[Data records]
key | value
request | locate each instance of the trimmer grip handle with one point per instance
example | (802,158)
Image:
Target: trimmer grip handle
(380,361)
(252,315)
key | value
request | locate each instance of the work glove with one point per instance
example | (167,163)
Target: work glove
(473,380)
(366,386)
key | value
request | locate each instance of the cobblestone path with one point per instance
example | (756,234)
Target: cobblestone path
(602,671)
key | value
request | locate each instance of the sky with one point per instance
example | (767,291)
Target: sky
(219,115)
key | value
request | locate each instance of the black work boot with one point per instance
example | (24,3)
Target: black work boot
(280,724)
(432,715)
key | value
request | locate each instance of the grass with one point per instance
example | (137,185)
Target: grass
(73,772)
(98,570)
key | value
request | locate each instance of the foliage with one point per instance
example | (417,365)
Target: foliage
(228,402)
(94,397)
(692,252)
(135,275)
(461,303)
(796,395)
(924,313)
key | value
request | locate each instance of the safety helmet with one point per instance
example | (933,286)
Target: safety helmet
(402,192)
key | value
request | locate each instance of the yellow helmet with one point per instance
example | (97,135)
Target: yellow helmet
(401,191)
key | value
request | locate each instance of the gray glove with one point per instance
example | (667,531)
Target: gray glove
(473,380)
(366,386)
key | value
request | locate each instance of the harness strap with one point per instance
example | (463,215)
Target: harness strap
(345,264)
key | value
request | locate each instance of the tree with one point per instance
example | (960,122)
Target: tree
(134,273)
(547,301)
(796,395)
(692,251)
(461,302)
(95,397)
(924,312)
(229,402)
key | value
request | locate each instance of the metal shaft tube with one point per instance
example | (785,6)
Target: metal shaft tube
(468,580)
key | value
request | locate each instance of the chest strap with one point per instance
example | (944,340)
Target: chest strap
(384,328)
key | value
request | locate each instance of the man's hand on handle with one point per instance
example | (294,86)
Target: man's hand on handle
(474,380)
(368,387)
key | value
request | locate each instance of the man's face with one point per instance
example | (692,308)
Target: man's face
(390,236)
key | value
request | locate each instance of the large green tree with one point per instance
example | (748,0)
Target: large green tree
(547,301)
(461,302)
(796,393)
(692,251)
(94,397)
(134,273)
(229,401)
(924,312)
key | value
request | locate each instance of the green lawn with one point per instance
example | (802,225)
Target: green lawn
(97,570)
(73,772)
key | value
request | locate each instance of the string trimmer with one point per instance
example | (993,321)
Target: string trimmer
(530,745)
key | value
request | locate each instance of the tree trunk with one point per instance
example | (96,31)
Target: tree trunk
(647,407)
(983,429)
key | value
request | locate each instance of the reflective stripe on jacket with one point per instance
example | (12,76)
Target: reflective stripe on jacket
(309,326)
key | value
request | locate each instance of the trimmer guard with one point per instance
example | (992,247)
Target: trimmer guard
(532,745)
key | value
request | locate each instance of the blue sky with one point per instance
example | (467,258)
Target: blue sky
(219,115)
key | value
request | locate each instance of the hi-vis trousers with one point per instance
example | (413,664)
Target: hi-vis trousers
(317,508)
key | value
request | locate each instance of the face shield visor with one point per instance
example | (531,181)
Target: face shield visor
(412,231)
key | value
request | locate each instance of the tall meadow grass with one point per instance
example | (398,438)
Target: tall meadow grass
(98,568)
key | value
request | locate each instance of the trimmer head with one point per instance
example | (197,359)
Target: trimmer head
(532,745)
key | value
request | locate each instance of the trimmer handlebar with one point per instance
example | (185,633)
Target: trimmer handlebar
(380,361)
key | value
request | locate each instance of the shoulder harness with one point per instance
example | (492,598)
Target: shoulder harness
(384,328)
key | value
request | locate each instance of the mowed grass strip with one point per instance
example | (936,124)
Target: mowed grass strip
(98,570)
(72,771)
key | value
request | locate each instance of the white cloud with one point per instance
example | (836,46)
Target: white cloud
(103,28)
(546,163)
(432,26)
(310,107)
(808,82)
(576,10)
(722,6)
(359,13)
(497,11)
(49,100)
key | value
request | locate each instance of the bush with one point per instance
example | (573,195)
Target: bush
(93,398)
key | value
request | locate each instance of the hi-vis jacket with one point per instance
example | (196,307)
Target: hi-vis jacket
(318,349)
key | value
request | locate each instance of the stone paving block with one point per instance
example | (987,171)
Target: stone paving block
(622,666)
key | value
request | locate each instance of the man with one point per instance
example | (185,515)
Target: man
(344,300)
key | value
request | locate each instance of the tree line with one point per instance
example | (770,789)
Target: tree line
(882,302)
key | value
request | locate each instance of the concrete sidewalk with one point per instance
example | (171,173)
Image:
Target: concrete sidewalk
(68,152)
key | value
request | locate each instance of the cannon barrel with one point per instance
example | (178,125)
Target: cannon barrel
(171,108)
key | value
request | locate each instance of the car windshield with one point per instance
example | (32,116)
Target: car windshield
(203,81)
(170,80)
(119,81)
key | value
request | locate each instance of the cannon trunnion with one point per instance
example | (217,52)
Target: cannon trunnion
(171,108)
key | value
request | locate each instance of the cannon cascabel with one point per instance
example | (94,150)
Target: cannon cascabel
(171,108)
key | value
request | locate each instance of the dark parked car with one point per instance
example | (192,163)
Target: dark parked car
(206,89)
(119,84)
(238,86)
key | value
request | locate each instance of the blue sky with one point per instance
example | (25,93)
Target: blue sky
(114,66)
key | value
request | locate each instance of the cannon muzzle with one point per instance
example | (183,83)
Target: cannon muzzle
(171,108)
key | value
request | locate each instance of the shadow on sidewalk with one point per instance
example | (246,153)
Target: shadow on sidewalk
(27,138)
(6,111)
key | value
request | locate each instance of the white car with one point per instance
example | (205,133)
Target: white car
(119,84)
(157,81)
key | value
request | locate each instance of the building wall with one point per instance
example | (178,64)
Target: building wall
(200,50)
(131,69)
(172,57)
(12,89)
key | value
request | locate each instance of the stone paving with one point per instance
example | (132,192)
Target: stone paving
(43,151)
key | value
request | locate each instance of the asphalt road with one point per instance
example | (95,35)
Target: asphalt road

### Task
Give the number of lines above containing the word "road", with no other text.

### Worked solution
2